• _What you should do_
Print out the records below with nothing altered.

*** Opening Supplied records ***

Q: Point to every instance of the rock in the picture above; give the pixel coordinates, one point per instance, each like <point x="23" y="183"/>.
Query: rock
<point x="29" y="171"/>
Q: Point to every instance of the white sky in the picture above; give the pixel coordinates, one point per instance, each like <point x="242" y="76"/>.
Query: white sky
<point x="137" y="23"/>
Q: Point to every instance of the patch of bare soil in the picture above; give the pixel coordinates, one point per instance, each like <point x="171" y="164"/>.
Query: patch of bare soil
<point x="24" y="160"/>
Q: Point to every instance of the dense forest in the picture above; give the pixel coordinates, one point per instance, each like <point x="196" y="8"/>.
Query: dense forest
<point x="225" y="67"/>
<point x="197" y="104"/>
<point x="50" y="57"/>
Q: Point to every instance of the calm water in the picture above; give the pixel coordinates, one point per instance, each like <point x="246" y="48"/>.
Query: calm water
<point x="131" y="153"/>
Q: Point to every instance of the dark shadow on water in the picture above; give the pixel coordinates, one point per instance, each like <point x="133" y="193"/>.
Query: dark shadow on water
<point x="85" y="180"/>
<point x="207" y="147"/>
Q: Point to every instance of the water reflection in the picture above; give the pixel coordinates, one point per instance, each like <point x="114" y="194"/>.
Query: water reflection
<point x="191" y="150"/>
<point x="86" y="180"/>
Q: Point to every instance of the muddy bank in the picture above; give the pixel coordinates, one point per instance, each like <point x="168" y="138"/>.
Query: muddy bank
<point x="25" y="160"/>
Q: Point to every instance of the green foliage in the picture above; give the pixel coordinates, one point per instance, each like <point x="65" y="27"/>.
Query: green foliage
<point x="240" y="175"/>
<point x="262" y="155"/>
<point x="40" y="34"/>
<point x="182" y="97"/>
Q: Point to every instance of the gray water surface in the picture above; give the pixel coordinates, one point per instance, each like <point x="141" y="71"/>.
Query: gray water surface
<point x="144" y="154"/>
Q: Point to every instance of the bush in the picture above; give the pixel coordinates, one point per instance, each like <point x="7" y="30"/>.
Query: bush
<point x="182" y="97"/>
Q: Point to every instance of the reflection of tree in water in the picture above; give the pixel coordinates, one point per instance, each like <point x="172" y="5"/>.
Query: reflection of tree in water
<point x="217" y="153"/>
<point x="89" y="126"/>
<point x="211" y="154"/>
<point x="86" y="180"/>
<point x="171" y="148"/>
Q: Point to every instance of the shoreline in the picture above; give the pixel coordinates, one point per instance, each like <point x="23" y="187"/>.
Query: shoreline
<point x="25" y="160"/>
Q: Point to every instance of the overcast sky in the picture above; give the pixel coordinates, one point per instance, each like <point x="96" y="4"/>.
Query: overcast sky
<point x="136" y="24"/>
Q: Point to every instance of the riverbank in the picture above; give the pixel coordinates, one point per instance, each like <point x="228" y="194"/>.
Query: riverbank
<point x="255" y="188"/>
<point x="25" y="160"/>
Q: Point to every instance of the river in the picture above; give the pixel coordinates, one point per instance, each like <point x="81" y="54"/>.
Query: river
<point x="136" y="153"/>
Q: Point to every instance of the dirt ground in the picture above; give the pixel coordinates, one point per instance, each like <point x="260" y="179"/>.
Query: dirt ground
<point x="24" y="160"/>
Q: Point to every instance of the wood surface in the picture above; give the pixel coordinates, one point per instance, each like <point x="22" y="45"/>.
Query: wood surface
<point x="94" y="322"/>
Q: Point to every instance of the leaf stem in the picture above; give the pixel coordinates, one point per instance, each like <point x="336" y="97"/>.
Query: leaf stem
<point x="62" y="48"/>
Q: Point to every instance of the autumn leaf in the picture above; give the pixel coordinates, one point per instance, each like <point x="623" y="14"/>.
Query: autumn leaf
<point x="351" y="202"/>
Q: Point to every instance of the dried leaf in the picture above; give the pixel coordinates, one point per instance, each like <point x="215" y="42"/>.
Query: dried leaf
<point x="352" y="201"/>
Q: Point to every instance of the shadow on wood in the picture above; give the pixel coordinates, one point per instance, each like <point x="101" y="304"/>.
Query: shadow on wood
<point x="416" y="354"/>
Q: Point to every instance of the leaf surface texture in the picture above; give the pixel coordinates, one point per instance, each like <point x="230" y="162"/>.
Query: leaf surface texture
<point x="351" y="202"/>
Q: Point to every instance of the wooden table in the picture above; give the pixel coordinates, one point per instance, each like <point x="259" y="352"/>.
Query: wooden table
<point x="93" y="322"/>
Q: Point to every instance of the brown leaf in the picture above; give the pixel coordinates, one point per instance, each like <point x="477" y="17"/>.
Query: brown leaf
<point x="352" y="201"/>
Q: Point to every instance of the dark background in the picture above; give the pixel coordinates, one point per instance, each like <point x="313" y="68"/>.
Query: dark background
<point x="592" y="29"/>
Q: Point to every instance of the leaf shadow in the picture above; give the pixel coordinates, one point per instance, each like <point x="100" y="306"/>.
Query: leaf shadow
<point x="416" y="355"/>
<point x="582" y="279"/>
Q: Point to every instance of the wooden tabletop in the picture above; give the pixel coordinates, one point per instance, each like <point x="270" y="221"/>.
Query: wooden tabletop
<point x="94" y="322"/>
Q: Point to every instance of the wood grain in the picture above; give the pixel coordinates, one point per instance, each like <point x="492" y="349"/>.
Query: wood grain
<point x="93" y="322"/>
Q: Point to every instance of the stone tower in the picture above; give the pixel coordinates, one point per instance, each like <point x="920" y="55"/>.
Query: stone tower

*** Closing Supplied records ***

• _Expected output_
Q: Point to every instance of the rock in the picture above; give the pixel coordinates, one point per instance, each like <point x="23" y="183"/>.
Query: rock
<point x="29" y="171"/>
Q: Point to every instance of the white sky in the picture above; give the pixel coordinates, one point per instance, each like <point x="242" y="76"/>.
Query: white sky
<point x="137" y="23"/>
Q: Point to every instance of the patch of bare soil in the picture above; give the pixel coordinates, one point per instance, each like <point x="171" y="164"/>.
Query: patch of bare soil
<point x="24" y="160"/>
Q: Point to every instance of the dense forest in the picture above; give the pixel coordinates, one point per instance, each like <point x="196" y="8"/>.
Query: dense forest
<point x="225" y="67"/>
<point x="197" y="104"/>
<point x="50" y="57"/>
Q: Point to every instance of the calm water in the picture above; give the pixel coordinates, one point per instance, each like <point x="246" y="48"/>.
Query: calm water
<point x="131" y="153"/>
Q: Point to every instance of the dark shadow on water in the picture above; give the pixel coordinates, one point per instance, each like <point x="133" y="193"/>.
Query: dark shadow on water
<point x="85" y="180"/>
<point x="207" y="147"/>
Q: Point to every instance of the water reflection in the picture above; give the pixel coordinates, one point per instance, each like <point x="114" y="194"/>.
Query: water reflection
<point x="191" y="150"/>
<point x="86" y="180"/>
Q: Point to every instance of the muddy bank in the picture above; give the pixel coordinates, one point per instance, each like <point x="168" y="138"/>.
Query: muddy bank
<point x="25" y="160"/>
Q: Point to every instance of the green foliage in the picture above; give the pixel coordinates, one point per instance, each like <point x="65" y="27"/>.
Query: green foliage
<point x="240" y="175"/>
<point x="262" y="155"/>
<point x="40" y="34"/>
<point x="182" y="97"/>
Q: Point to every instance of the gray water surface in the picture above; give the pixel coordinates, one point per instance, each like <point x="141" y="71"/>.
Query: gray water surface
<point x="144" y="154"/>
Q: Point to every instance of the bush in the picture above; give the pixel coordinates, one point per instance, each like <point x="7" y="30"/>.
Query: bush
<point x="182" y="97"/>
Q: Point to every instance of the reflection of tree in water in the picture above; give the pixel coordinates, one point per instance, each like <point x="172" y="5"/>.
Query: reflection of tree in water
<point x="217" y="153"/>
<point x="89" y="126"/>
<point x="211" y="154"/>
<point x="86" y="180"/>
<point x="171" y="148"/>
Q: Point to every instance of the shoreline in the picture above; give the pixel coordinates, one point per instance, each like <point x="23" y="187"/>.
Query: shoreline
<point x="25" y="160"/>
Q: Point to every instance of the overcast sky in the picture above; give the pixel coordinates, one point per instance, each like <point x="96" y="4"/>.
Query: overcast sky
<point x="136" y="24"/>
Q: Point to every instance of the riverbank in the picture above; give the pixel coordinates, one point per instance, each like <point x="228" y="194"/>.
Query: riverbank
<point x="255" y="188"/>
<point x="25" y="160"/>
Q: Point to every instance of the river in the picture above; give the pixel coordinates, one point per instance, each like <point x="81" y="54"/>.
Query: river
<point x="136" y="153"/>
Q: Point to every instance of the dirt ground in the picture above; give the pixel coordinates, one point per instance, each like <point x="260" y="179"/>.
Query: dirt ground
<point x="24" y="160"/>
Q: Point to every instance of the wood surface in the picture above; give the pixel coordinates, one point per instance, each like <point x="22" y="45"/>.
Query: wood surface
<point x="94" y="322"/>
Q: Point to every instance of the leaf stem in the picture above; give the pixel coordinates, one point per instance, each like <point x="336" y="97"/>.
Query: leaf stem
<point x="62" y="48"/>
Q: Point to every instance of the autumn leaf in the picture above; give the pixel coordinates, one point per instance, each like <point x="623" y="14"/>.
Query: autumn leaf
<point x="351" y="202"/>
Q: Point to every instance of the dried leaf in the picture above; give the pixel coordinates, one point per instance, each like <point x="215" y="42"/>.
Query: dried leaf
<point x="352" y="201"/>
Q: Point to every instance of the shadow on wood in the picture above; give the pixel coordinates, one point per instance, each like <point x="101" y="304"/>.
Query: shadow on wood
<point x="416" y="354"/>
Q: Point to every instance of the leaf surface texture in the picture above; give the pixel coordinates, one point per instance, each like <point x="230" y="162"/>.
Query: leaf surface texture
<point x="351" y="202"/>
Q: Point to every instance of the wooden table in the picture above; give the pixel coordinates, one point per instance, each like <point x="259" y="352"/>.
Query: wooden table
<point x="93" y="322"/>
Q: Point to every instance of the brown leaf in the picture above; give the pixel coordinates, one point per instance, each like <point x="477" y="17"/>.
Query: brown leaf
<point x="352" y="201"/>
Q: Point to every instance of the dark background in the picture above; give the pixel coordinates, one point per instance, each like <point x="313" y="68"/>.
Query: dark background
<point x="592" y="29"/>
Q: Point to every instance of the leaf shadow in the picture above; give the pixel coordinates, one point per instance, each like <point x="100" y="306"/>.
Query: leaf shadow
<point x="416" y="355"/>
<point x="582" y="279"/>
Q: Point to every instance of the wooden tabletop in the picture above; give the pixel coordinates, one point per instance, each like <point x="270" y="221"/>.
Query: wooden tabletop
<point x="94" y="322"/>
Q: Point to every instance of the wood grain in the picture above; give the pixel coordinates, one point per instance, each like <point x="492" y="349"/>.
Query: wood grain
<point x="93" y="322"/>
Q: Point to every instance of the stone tower in the picture above; give the pixel coordinates, one point per instance, each like <point x="920" y="55"/>.
Query: stone tower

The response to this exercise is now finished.